_Extrait fourni_

────

Un distributeur espagnol surmonte la crise financière grâce à la démocratie des entreprises
Étude de cas pour démontrer les avantages de la démocratie des entreprises
Le dialogue avec les parties prenantes peut parfois sembler être du jargon, mais pour le grand distributeur espagnol Eroski, les commentaires de ses 12 000 employés et 350 000 consommateurs lui ont permis de surmonter la crise financière.
Les recherches effectuées avant la crise montrent que les alliances, les coentreprises et les réseaux d’entreprises constituent des mécanismes efficaces pour aider les entreprises à innover (p. ex. Ireland et al., 2002; Tsai et Ghoshal, 1998). Toutefois, les chercheurs de l’École de commerce IESE de l’Université de Navarre ont voulu aller plus loin. En 2006, Silvia Ayuso, M.A. Rodríguez et J.E. Ricart se sont efforcés de déterminer pour la première fois les éléments nécessaires pour stimuler l’innovation durable.
La coopérative établie Eroski faisait partie (et continue de faire partie) d’une fédération de coopératives, la Corporación Mondragón, souvent citée en exemple de démocratie des entreprises. Par conséquent, Eroski constituait un candidat idéal pour effectuer une étude de cas. Les chercheurs ont recueilli des données à partir des rapports de l’entreprise et d’entrevues avec les gestionnaires, les employés et les clients sous forme de questions ouvertes sur les processus d’innovation et les pratiques de gestion des employés et des consommateurs de l’entreprise. Les chercheurs ont ensuite résumé et catégorisé les entrevues et les données de manière à définir les principaux éléments.

────

_Tâches de l'exercice_
a: Ces affirmations concordent-elles avec le texte sur Eroski ? (i) Eroski compte 12 000 employés. (ii) Les chercheurs ont entrepris leurs travaux en 2010. (iii) Eroski ne fait plus partie de la Corporación Mondragón. Répondez par oui ou non à chacune et citez les mots décisifs du texte.
b: Selon le texte sur Eroski, de quelle université relève l'École de commerce IESE ?
c: Reprenez le texte sur Eroski et poursuivez-le après sa dernière phrase.

_Matériel fourni_
────

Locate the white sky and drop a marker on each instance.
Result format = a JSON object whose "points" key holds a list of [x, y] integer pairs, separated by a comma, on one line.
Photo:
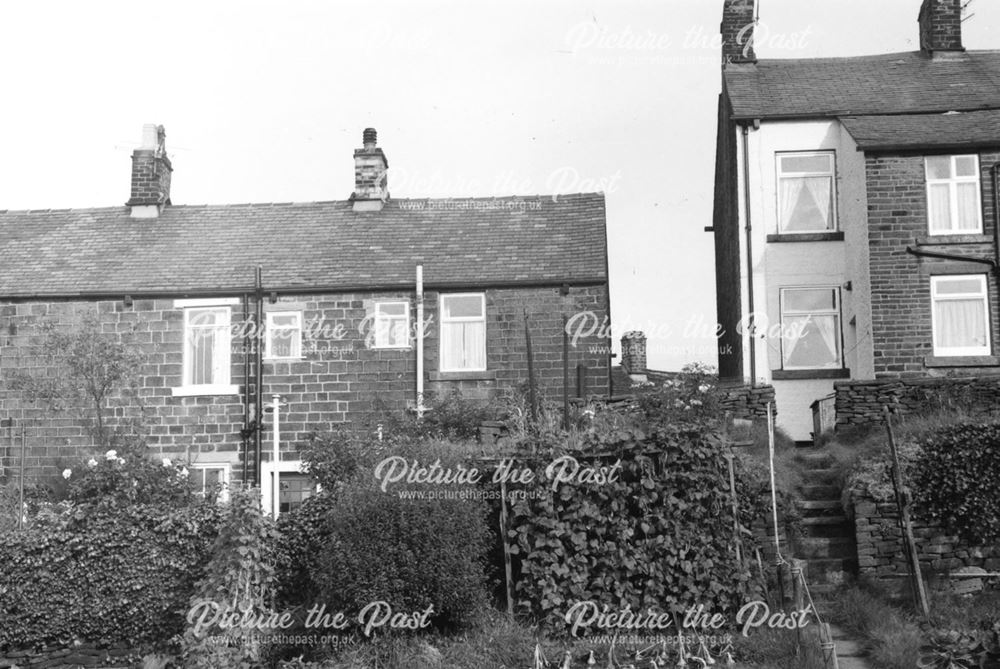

────

_Réponses finales_
a:
(i) Oui : « ses 12 000 employés et 350 000 consommateurs ».
(ii) Non : « En 2006, Silvia Ayuso, M.A. Rodríguez et J.E. Ricart se sont efforcés de déterminer ».
(iii) Non : « faisait partie (et continue de faire partie) d’une fédération de coopératives, la Corporación Mondragón ».

b: De l'Université de Navarre.

c:
Les résultats indiquent que les innovations entreprises par Eroski sont stimulées par sa structure démocratique. De plus, les résultats démontrent que sa structure permet d’intégrer et de faciliter le dialogue (une communication interactive et bidirectionnelle entre les consommateurs et les employés) de manière à favoriser l’innovation durable.
Comment fonctionne la structure démocratique d’Eroski?
Plus de 12 000 employés, qui composent 41 pour cent du total du personnel, sont des actionnaires. Les employés actionnaires désignent des délégués régionaux, qui choisissent à leur tour les membres du Conseil social.
Les consommateurs actionnaires, qui représentent un total de plus de 350 000 membres, désignent leurs délégués auprès du Conseil des consommateurs par l’entremise des commissions locales.
Les actionnaires se rencontrent dans le cadre d’une assemblée préparatoire annuelle pour élire l’Assemblée générale.
L’Assemblée générale constitue l’autorité suprême qui exprime la volonté de tous les membres de la coopérative. Elle approuve les plans stratégiques et nomme les membres du Conseil social et du Conseil des recteurs.
Le Conseil des recteurs, composé de six employés et de six consommateurs actionnaires élus pour un mandat de quatre ans, se réunit une fois par mois et est responsable de superviser la direction d’Eroski. La moitié de ses membres sont remplacés tous les deux ans.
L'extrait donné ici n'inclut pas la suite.